About this exercise:
Each record below must come back exactly as written; its pictures must not.

Data in this exercise:
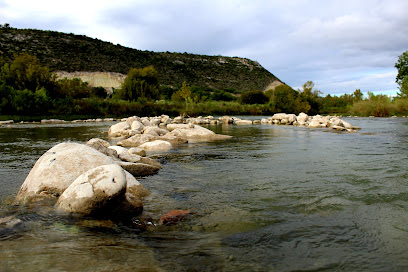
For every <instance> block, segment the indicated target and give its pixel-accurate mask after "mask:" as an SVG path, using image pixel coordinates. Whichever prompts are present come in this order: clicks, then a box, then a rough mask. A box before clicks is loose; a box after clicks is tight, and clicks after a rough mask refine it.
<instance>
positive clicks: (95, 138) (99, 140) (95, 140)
mask: <svg viewBox="0 0 408 272" xmlns="http://www.w3.org/2000/svg"><path fill="white" fill-rule="evenodd" d="M85 144H86V145H87V146H90V147H92V148H94V149H96V150H98V151H99V152H101V153H103V154H105V155H107V156H110V157H112V158H117V157H118V153H117V152H116V150H113V149H111V148H109V143H108V142H107V141H105V140H102V139H99V138H93V139H90V140H89V141H88V142H86V143H85Z"/></svg>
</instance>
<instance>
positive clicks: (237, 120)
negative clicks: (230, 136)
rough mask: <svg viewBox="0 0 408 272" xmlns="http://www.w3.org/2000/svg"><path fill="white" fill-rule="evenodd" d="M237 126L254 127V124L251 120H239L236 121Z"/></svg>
mask: <svg viewBox="0 0 408 272" xmlns="http://www.w3.org/2000/svg"><path fill="white" fill-rule="evenodd" d="M235 124H236V125H252V124H253V122H252V121H251V120H237V121H235Z"/></svg>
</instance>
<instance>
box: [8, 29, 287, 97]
mask: <svg viewBox="0 0 408 272" xmlns="http://www.w3.org/2000/svg"><path fill="white" fill-rule="evenodd" d="M22 52H25V53H29V54H32V55H35V56H37V58H38V59H39V60H40V62H41V63H42V64H43V65H46V66H48V67H49V68H50V69H51V71H55V72H57V71H59V72H60V74H63V73H64V72H65V73H73V72H88V73H89V72H93V74H92V76H91V78H92V80H94V81H95V80H96V81H98V80H99V81H100V82H101V83H100V84H102V85H101V86H103V87H115V86H117V84H119V82H120V81H121V80H122V78H123V77H122V75H126V74H127V72H128V71H129V69H130V68H133V67H135V68H141V67H146V66H149V65H153V66H154V67H155V69H156V70H157V71H158V73H159V80H160V83H161V84H165V85H171V86H178V85H181V83H182V82H183V81H186V82H188V83H189V84H190V85H197V86H202V87H210V88H214V89H228V88H233V89H235V90H237V91H239V92H242V91H247V90H253V89H258V90H265V89H266V88H267V86H269V85H271V84H272V86H273V85H276V84H280V83H281V81H280V80H279V79H278V78H277V77H275V76H274V75H273V74H271V73H270V72H269V71H267V70H266V69H265V68H263V67H262V66H261V65H260V64H259V63H258V62H256V61H252V60H249V59H246V58H240V57H224V56H206V55H196V54H187V53H170V52H151V51H141V50H137V49H132V48H127V47H124V46H121V45H119V44H118V45H114V44H112V43H109V42H104V41H101V40H98V39H93V38H89V37H86V36H83V35H75V34H72V33H71V34H66V33H60V32H54V31H42V30H34V29H15V28H0V54H1V56H2V58H3V59H4V60H5V61H10V60H11V59H12V58H13V55H14V54H15V53H22ZM61 71H63V72H61ZM100 72H109V73H110V74H102V73H101V74H99V73H100ZM111 73H118V74H122V75H120V76H119V77H116V76H114V77H113V78H112V76H111V75H112V74H111ZM118 74H115V75H118ZM66 75H67V77H70V76H71V74H66ZM81 75H84V76H85V75H86V73H85V74H81ZM91 78H90V80H91ZM85 81H86V80H85ZM108 82H109V83H108ZM106 84H107V85H106ZM92 85H93V83H92Z"/></svg>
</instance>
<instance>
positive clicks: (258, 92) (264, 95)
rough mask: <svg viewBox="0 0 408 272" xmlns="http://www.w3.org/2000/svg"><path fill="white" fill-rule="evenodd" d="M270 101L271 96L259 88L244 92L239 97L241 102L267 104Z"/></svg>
mask: <svg viewBox="0 0 408 272" xmlns="http://www.w3.org/2000/svg"><path fill="white" fill-rule="evenodd" d="M268 101H269V98H268V97H267V96H266V95H265V94H264V93H263V92H262V91H258V90H253V91H247V92H243V93H242V94H241V96H240V97H239V102H240V103H241V104H266V103H268Z"/></svg>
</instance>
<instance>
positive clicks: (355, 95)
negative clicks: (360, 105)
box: [353, 89, 363, 101]
mask: <svg viewBox="0 0 408 272" xmlns="http://www.w3.org/2000/svg"><path fill="white" fill-rule="evenodd" d="M353 98H354V99H353V100H354V101H361V100H363V93H362V92H361V90H360V89H357V90H355V91H354V93H353Z"/></svg>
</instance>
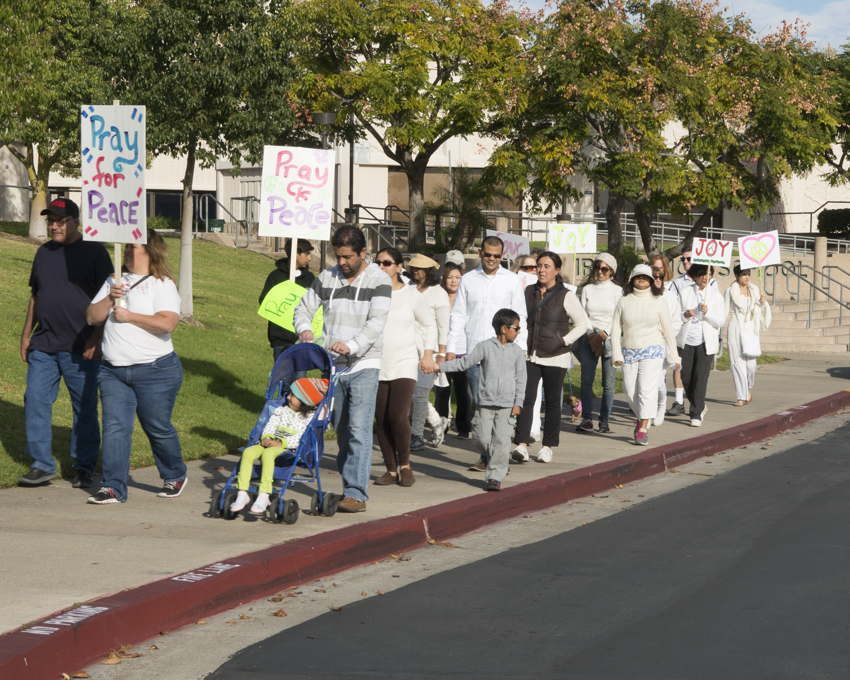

Problem solution:
For every <instance> block, segment the indicated target and give its pixel-accurate mask after "mask:" as an SVG path, using image pixel coordinates. Whichever prompts are present come in this order: clicks, then a box, then a rough mask. A box before clicks is loose; a box after clicks is tight, and clicks after a rough mask refine it.
<instance>
positive clicks: (95, 138) (99, 140) (95, 140)
mask: <svg viewBox="0 0 408 272" xmlns="http://www.w3.org/2000/svg"><path fill="white" fill-rule="evenodd" d="M85 144H86V145H87V146H90V147H92V148H94V149H96V150H98V151H99V152H101V153H103V154H105V155H107V156H110V157H112V158H117V157H118V153H117V152H116V150H113V149H111V148H109V143H108V142H107V141H105V140H102V139H99V138H93V139H90V140H89V141H88V142H86V143H85Z"/></svg>
</instance>
<instance>
positive clicks: (237, 120)
negative clicks: (230, 136)
rough mask: <svg viewBox="0 0 408 272" xmlns="http://www.w3.org/2000/svg"><path fill="white" fill-rule="evenodd" d="M237 126L254 127V124L251 120H239L236 121Z"/></svg>
mask: <svg viewBox="0 0 408 272" xmlns="http://www.w3.org/2000/svg"><path fill="white" fill-rule="evenodd" d="M235 124H236V125H252V124H253V122H252V121H251V120H237V121H235Z"/></svg>
</instance>
<instance>
box: [8, 29, 287, 97]
mask: <svg viewBox="0 0 408 272" xmlns="http://www.w3.org/2000/svg"><path fill="white" fill-rule="evenodd" d="M22 52H25V53H29V54H32V55H35V56H37V58H38V59H39V60H40V62H41V63H42V64H43V65H46V66H48V67H49V68H50V69H51V71H55V72H57V71H59V72H60V74H63V73H64V72H65V73H73V72H88V73H89V72H93V74H92V76H91V78H92V80H94V81H95V80H96V81H98V80H99V81H100V82H101V83H100V84H102V85H101V86H103V87H115V86H117V84H119V82H120V81H121V80H122V78H123V77H122V75H126V74H127V72H128V71H129V69H130V68H133V67H135V68H141V67H146V66H149V65H153V66H154V67H155V69H156V70H157V71H158V73H159V80H160V83H161V84H165V85H171V86H178V85H181V83H182V82H183V81H186V82H188V83H189V84H190V85H197V86H202V87H210V88H214V89H228V88H233V89H235V90H237V91H239V92H242V91H247V90H253V89H258V90H265V89H266V88H267V86H269V85H271V84H272V86H273V85H276V84H280V83H281V81H280V80H279V79H278V78H277V77H275V76H274V75H273V74H271V73H270V72H269V71H267V70H266V69H265V68H263V67H262V66H261V65H260V64H259V63H258V62H256V61H252V60H249V59H246V58H240V57H224V56H206V55H196V54H187V53H170V52H151V51H141V50H137V49H132V48H127V47H124V46H121V45H119V44H118V45H114V44H112V43H109V42H104V41H101V40H98V39H93V38H89V37H86V36H83V35H75V34H72V33H71V34H66V33H60V32H54V31H42V30H34V29H15V28H0V54H1V56H2V58H3V59H4V60H5V61H10V60H11V59H12V58H13V55H14V54H15V53H22ZM61 71H63V72H61ZM100 72H109V73H110V74H102V73H101V74H99V73H100ZM111 73H118V74H122V75H120V76H119V77H116V76H114V77H113V78H112V76H111V75H112V74H111ZM118 74H115V75H118ZM66 75H67V77H70V76H71V74H66ZM81 75H84V76H85V75H86V73H85V74H81ZM91 78H90V80H91ZM85 81H86V80H85ZM108 82H109V83H108ZM106 84H107V85H106ZM92 85H93V83H92Z"/></svg>
</instance>
<instance>
positive clicks: (258, 92) (264, 95)
rough mask: <svg viewBox="0 0 408 272" xmlns="http://www.w3.org/2000/svg"><path fill="white" fill-rule="evenodd" d="M270 101L271 96L259 88L244 92L239 97L241 102L267 104Z"/></svg>
mask: <svg viewBox="0 0 408 272" xmlns="http://www.w3.org/2000/svg"><path fill="white" fill-rule="evenodd" d="M268 101H269V98H268V97H267V96H266V95H265V94H264V93H263V92H262V91H258V90H253V91H247V92H243V93H242V94H241V96H240V97H239V102H240V103H241V104H266V103H268Z"/></svg>
</instance>
<instance>
positive clicks: (355, 95)
negative clicks: (360, 105)
box: [353, 89, 363, 101]
mask: <svg viewBox="0 0 408 272" xmlns="http://www.w3.org/2000/svg"><path fill="white" fill-rule="evenodd" d="M353 98H354V99H353V100H354V101H361V100H363V93H362V92H361V90H360V89H357V90H355V91H354V93H353Z"/></svg>
</instance>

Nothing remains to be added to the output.